EXERCISE TASKS:
**1)** Transcribe the pumpkin article word for word, starting at "It’s that time" and ending at "this fall icon.".
**2)** According to the pumpkin article, by how much have pumpkin drink offerings increased over the past five years?

By Janet Helm, MS, RD

It’s that time of year when pumpkins get their due. But these orange-fleshed gourds are so much more than seasonal décor or pie filling. Pumpkins are nutritional powerhouses, so I’m thrilled to see such enthusiasm for this fall icon.

Folks have become so enamored with pumpkin that some trend trackers have called it the new bacon. That’s because pumpkin is showing up everywhere. It’s starting to achieve bacon-like ubiquity. The firm Dataessential says more than 60 pumpkin-related dishes are now on the menus of America’s top 250 chains, and this year is on track to be one of the most active years for seasonal pumpkin menuing.  Pumpkin drink offerings have increased 400 percent during the past five years – although you’ll typically only find pumpkin spice flavorings and not the vegetable itself.

I’ve certainly noticed the pumpkin trend on Healthy Aperture, the online food photo gallery I helped created with fellow food blogger Regan Jones. Contributors have gone crazy with creative pumpkin recipes, including pumpkin mac and cheese, ravioli, chili, soup, enchiladas, risotto, granola, pancakes, waffles, oatmeal, doughnuts, pumpkin butter, gelato, cake, cheesecake shooters and smoothies.  You’ll also find interesting ideas for roasting pumpkin seeds, also called pepitas.

EXTRACTED ENTRIES:
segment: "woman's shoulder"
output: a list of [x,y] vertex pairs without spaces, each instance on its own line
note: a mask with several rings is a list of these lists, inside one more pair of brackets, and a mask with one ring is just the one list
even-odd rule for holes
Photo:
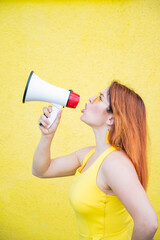
[[76,151],[78,160],[79,160],[79,162],[80,162],[81,165],[82,165],[82,162],[83,162],[84,157],[85,157],[90,151],[92,151],[93,149],[95,149],[95,146],[84,147],[84,148],[81,148],[81,149],[79,149],[79,150]]
[[103,173],[105,174],[115,169],[123,171],[123,168],[128,168],[128,170],[135,172],[133,163],[124,151],[117,149],[104,159]]

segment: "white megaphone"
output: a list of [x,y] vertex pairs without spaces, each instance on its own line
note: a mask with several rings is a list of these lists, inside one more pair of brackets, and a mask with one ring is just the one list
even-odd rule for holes
[[25,91],[23,103],[26,101],[44,101],[52,104],[51,116],[48,118],[50,124],[54,122],[62,107],[76,108],[80,96],[72,90],[56,87],[39,78],[33,71],[30,73]]

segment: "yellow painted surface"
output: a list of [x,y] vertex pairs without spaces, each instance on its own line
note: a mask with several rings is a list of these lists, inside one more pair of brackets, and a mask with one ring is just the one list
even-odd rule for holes
[[[81,95],[63,110],[52,158],[94,144],[85,102],[113,79],[143,98],[151,145],[148,197],[160,221],[160,1],[0,1],[0,240],[76,240],[73,179],[39,179],[32,158],[44,102],[22,104],[31,70]],[[157,231],[154,239],[160,239]]]

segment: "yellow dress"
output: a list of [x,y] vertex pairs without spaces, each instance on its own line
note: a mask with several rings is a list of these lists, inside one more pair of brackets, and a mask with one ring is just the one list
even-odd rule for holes
[[94,153],[91,150],[75,173],[69,189],[69,201],[76,215],[79,240],[130,240],[131,217],[116,196],[107,195],[96,184],[98,170],[116,148],[105,150],[85,172],[80,173]]

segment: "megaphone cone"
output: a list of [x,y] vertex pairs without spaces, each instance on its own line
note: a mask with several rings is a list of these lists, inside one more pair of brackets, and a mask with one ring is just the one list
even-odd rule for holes
[[50,121],[49,128],[62,106],[76,108],[79,100],[80,96],[77,93],[47,83],[32,71],[25,87],[22,102],[44,101],[51,103],[52,113],[51,117],[48,118]]

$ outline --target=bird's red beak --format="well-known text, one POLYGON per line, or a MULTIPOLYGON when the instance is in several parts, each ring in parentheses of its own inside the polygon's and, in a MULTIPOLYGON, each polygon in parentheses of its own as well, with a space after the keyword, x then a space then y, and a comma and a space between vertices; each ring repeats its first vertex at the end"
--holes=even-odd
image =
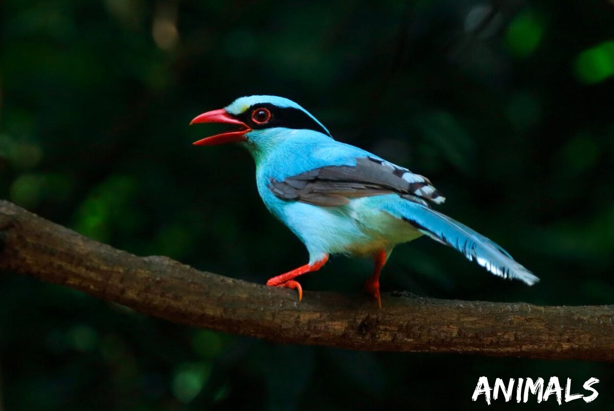
POLYGON ((223 109, 219 110, 213 110, 203 113, 197 116, 195 119, 190 122, 190 124, 194 123, 222 123, 224 124, 236 124, 240 126, 239 130, 235 130, 225 133, 216 134, 211 137, 203 138, 201 140, 195 141, 192 144, 196 146, 216 146, 217 144, 223 144, 225 143, 231 143, 233 141, 247 141, 247 138, 245 136, 245 133, 252 130, 249 127, 241 121, 230 116, 230 114, 223 109))

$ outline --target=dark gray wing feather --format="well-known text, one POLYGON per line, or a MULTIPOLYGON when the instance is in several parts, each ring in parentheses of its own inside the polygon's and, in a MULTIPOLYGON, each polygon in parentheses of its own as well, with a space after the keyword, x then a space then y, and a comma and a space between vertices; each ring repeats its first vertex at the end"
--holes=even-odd
POLYGON ((283 200, 333 207, 355 197, 397 193, 428 206, 445 198, 426 177, 376 157, 357 159, 356 166, 327 166, 292 176, 271 179, 269 189, 283 200))

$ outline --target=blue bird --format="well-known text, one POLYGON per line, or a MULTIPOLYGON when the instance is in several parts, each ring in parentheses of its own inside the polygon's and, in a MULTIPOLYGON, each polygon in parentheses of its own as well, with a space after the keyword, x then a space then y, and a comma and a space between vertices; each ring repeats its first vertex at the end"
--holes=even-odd
POLYGON ((236 129, 194 143, 236 142, 256 163, 258 192, 268 210, 305 243, 309 263, 273 277, 267 285, 303 290, 295 278, 319 270, 332 254, 372 256, 365 284, 378 300, 379 274, 397 244, 422 235, 458 250, 504 278, 532 285, 539 279, 494 241, 435 211, 445 198, 426 177, 353 146, 287 98, 250 96, 190 122, 223 123, 236 129))

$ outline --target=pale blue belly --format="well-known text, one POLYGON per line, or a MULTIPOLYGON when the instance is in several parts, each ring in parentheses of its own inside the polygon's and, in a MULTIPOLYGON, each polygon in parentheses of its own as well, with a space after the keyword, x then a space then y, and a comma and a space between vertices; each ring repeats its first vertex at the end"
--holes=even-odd
POLYGON ((312 256, 325 253, 370 255, 422 235, 408 222, 381 211, 378 197, 383 197, 355 198, 340 207, 287 203, 283 219, 312 256))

SOLUTIONS BELOW:
**1)**
It’s that time of year when pumpkins get their due. But these orange-fleshed gourds are so much more than seasonal décor or pie filling. Pumpkins are nutritional powerhouses, so I’m thrilled to see such enthusiasm for this fall icon.

**2)** 400 percent